-- AIM OF THE EXERCISE --
Print all the entries verbatim.

-- MATERIAL PROVIDED --

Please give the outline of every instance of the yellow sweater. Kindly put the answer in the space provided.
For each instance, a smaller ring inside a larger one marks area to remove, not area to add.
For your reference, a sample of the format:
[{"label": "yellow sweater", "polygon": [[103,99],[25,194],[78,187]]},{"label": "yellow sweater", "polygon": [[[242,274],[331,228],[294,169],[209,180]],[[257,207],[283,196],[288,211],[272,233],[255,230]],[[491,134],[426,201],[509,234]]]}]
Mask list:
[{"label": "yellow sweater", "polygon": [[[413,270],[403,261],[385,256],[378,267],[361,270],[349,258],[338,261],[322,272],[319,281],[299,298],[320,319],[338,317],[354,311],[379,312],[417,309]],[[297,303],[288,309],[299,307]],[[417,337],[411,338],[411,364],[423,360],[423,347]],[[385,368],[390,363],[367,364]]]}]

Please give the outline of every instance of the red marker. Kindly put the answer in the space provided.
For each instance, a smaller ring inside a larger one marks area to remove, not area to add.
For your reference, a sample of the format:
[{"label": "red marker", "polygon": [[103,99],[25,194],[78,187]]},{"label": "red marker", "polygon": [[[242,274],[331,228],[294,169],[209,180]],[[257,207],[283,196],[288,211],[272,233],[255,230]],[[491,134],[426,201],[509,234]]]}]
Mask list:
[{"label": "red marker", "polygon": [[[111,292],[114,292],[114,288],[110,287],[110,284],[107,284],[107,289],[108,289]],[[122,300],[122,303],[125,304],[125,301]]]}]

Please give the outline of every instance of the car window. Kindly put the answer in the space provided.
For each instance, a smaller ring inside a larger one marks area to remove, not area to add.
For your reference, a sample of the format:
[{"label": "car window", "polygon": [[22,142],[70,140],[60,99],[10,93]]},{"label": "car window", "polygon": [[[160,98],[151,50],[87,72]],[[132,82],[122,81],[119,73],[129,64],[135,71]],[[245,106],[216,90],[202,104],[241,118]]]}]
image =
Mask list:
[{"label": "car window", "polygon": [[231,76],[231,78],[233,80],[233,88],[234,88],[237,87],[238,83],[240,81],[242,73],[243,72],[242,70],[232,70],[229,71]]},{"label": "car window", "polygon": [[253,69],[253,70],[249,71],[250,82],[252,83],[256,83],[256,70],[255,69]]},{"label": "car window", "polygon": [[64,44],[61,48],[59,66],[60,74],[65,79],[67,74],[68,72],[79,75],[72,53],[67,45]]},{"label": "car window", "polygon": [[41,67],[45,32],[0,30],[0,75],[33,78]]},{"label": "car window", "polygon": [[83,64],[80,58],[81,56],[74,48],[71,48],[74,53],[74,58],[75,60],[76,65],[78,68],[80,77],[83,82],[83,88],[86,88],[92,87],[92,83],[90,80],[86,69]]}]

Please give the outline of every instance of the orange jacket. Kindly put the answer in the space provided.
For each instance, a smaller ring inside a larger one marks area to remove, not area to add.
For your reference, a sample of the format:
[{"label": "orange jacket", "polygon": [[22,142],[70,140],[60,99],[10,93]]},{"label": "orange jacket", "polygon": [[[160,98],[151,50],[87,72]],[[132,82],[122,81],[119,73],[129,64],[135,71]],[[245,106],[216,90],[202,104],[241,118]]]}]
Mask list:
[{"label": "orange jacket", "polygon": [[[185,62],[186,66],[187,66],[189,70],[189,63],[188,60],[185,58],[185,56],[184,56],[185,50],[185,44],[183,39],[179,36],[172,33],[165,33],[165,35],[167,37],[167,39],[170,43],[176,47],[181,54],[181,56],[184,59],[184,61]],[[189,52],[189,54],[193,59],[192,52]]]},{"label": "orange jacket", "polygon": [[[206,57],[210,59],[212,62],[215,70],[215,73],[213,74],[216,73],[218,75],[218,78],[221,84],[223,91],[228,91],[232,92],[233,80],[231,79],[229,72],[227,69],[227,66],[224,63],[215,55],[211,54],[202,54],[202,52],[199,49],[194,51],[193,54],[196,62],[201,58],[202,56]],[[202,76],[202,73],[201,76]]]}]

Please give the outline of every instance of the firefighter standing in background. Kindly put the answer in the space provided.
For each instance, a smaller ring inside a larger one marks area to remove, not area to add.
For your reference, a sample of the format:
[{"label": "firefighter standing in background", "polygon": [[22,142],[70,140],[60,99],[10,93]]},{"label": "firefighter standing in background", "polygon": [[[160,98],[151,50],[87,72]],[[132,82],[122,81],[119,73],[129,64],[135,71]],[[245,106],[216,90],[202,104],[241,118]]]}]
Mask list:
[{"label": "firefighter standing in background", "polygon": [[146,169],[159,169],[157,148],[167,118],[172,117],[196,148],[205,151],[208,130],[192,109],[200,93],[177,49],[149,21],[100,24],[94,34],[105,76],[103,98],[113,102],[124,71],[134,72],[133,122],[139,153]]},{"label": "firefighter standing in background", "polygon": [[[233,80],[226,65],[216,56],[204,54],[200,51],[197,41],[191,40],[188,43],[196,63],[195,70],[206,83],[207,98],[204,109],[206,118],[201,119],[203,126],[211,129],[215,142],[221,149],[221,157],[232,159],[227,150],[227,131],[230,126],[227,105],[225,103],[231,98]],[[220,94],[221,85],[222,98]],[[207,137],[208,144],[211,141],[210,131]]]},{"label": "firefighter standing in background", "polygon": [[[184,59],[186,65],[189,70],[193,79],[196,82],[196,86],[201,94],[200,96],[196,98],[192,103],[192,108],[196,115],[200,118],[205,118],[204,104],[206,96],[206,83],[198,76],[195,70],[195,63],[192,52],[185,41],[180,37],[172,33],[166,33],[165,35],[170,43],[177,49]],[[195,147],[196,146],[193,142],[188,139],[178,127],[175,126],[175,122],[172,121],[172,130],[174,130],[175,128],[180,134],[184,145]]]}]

-- ANSWER IN FULL --
Please give the outline of every instance of the yellow sweater. Kindly put the answer in the space provided.
For each instance, a smaller ring inside a larger one marks area to remove, not area to add.
For your reference, a sample of the format:
[{"label": "yellow sweater", "polygon": [[103,99],[25,194],[78,187]]},{"label": "yellow sweater", "polygon": [[[242,274],[331,228],[294,169],[209,180]],[[257,207],[283,196],[288,211],[272,233],[255,230]],[[491,134],[426,201],[509,234]]]}]
Mask list:
[{"label": "yellow sweater", "polygon": [[[413,270],[403,261],[385,256],[378,267],[361,270],[349,258],[338,261],[322,272],[319,281],[299,298],[320,319],[338,317],[354,311],[379,312],[417,309]],[[297,303],[288,309],[299,307]],[[417,337],[411,338],[411,364],[423,360],[423,347]],[[385,368],[390,363],[367,364]]]}]

Please give the outline of every instance of the red marker. Kindly put the answer in the space provided.
For each instance, a smaller ring inside a larger one marks area to remove, not area to add.
For your reference, a sample of the format:
[{"label": "red marker", "polygon": [[103,99],[25,194],[78,187]]},{"label": "red marker", "polygon": [[[242,274],[331,228],[294,169],[209,180]],[[257,207],[283,196],[288,211],[272,233],[255,230]],[[491,134],[426,201],[509,234]]]}]
Mask list:
[{"label": "red marker", "polygon": [[[111,292],[114,292],[114,288],[110,287],[110,284],[107,284],[107,289],[108,289]],[[122,300],[122,303],[125,304],[125,301]]]}]

Please give the outline of every instance of the car window. Kindly put the answer in the space provided.
For each instance, a smaller ring inside a larger one marks area to remove, not area to add.
For your reference, a sample of the format:
[{"label": "car window", "polygon": [[22,142],[70,140],[60,99],[10,93]]},{"label": "car window", "polygon": [[[160,98],[151,50],[87,72]],[[132,82],[122,81],[119,73],[129,64],[135,71]],[[245,106],[216,90],[202,104],[241,118]]]}]
image =
Mask list:
[{"label": "car window", "polygon": [[231,76],[231,78],[233,80],[233,88],[234,88],[237,87],[238,83],[240,81],[242,73],[243,72],[242,70],[232,70],[229,71]]},{"label": "car window", "polygon": [[253,69],[253,70],[249,71],[250,82],[252,83],[256,83],[256,70],[255,69]]},{"label": "car window", "polygon": [[64,44],[61,48],[59,66],[60,74],[65,79],[67,74],[68,72],[79,75],[72,53],[67,45]]},{"label": "car window", "polygon": [[41,67],[45,32],[0,30],[0,75],[33,78]]},{"label": "car window", "polygon": [[83,64],[80,58],[81,56],[74,48],[71,48],[74,53],[74,58],[75,60],[76,65],[78,68],[80,77],[83,82],[83,88],[86,88],[92,87],[92,83],[90,80],[86,69]]}]

Please give the outline of every instance of the orange jacket. Kindly put the answer in the space provided.
For each instance, a smaller ring inside a larger one marks area to remove, not area to add.
For your reference, a sample of the format:
[{"label": "orange jacket", "polygon": [[22,142],[70,140],[60,99],[10,93]]},{"label": "orange jacket", "polygon": [[[160,98],[151,50],[87,72]],[[132,82],[122,81],[119,73],[129,64],[135,71]],[[245,106],[216,90],[202,104],[241,118]]]}]
Mask list:
[{"label": "orange jacket", "polygon": [[[185,62],[186,66],[187,66],[189,70],[189,63],[188,60],[185,58],[185,56],[184,56],[185,50],[185,44],[183,39],[179,36],[172,33],[165,33],[165,35],[167,37],[167,39],[170,43],[176,47],[181,54],[181,56],[184,59],[184,61]],[[189,52],[189,54],[193,59],[192,52]]]},{"label": "orange jacket", "polygon": [[[206,57],[210,59],[212,62],[215,70],[215,73],[213,74],[216,73],[218,75],[218,78],[221,84],[223,91],[228,91],[232,92],[233,80],[231,79],[229,72],[227,69],[227,66],[224,63],[215,55],[211,54],[202,54],[202,52],[199,49],[194,51],[193,54],[196,62],[201,58],[202,56]],[[202,76],[202,73],[201,76]]]}]

Please give the outline of every instance of the firefighter standing in background. Kindly put the answer in the space provided.
For each instance, a smaller ring inside a larger one marks area to remove, not area to add.
For your reference, a sample of the format:
[{"label": "firefighter standing in background", "polygon": [[22,142],[70,140],[60,99],[10,93]]},{"label": "firefighter standing in background", "polygon": [[[160,98],[151,50],[87,72]],[[132,82],[122,81],[119,73],[129,64],[135,71]],[[245,106],[216,90],[202,104],[241,118]]]}]
Mask list:
[{"label": "firefighter standing in background", "polygon": [[146,169],[159,169],[157,148],[167,118],[172,117],[196,148],[205,151],[208,130],[192,109],[200,93],[177,49],[149,21],[100,24],[94,34],[105,76],[103,98],[113,102],[124,71],[134,72],[133,122],[139,153]]},{"label": "firefighter standing in background", "polygon": [[[233,80],[226,65],[216,56],[204,54],[200,51],[197,41],[191,40],[188,43],[196,63],[195,70],[206,83],[207,98],[204,109],[206,118],[201,119],[203,126],[211,129],[215,142],[221,149],[221,157],[232,159],[227,150],[227,131],[230,126],[227,105],[225,103],[231,98]],[[220,94],[221,85],[222,98]],[[207,137],[208,144],[211,141],[210,131]]]},{"label": "firefighter standing in background", "polygon": [[[184,59],[186,65],[189,70],[193,79],[196,82],[196,86],[201,94],[200,96],[196,98],[192,103],[192,108],[196,115],[200,118],[205,118],[204,104],[206,96],[206,83],[198,76],[195,70],[195,63],[192,52],[185,41],[180,37],[172,33],[166,33],[165,35],[170,43],[177,49]],[[195,147],[196,146],[193,142],[188,139],[178,127],[175,126],[175,122],[172,121],[172,130],[174,130],[175,128],[180,134],[184,145]]]}]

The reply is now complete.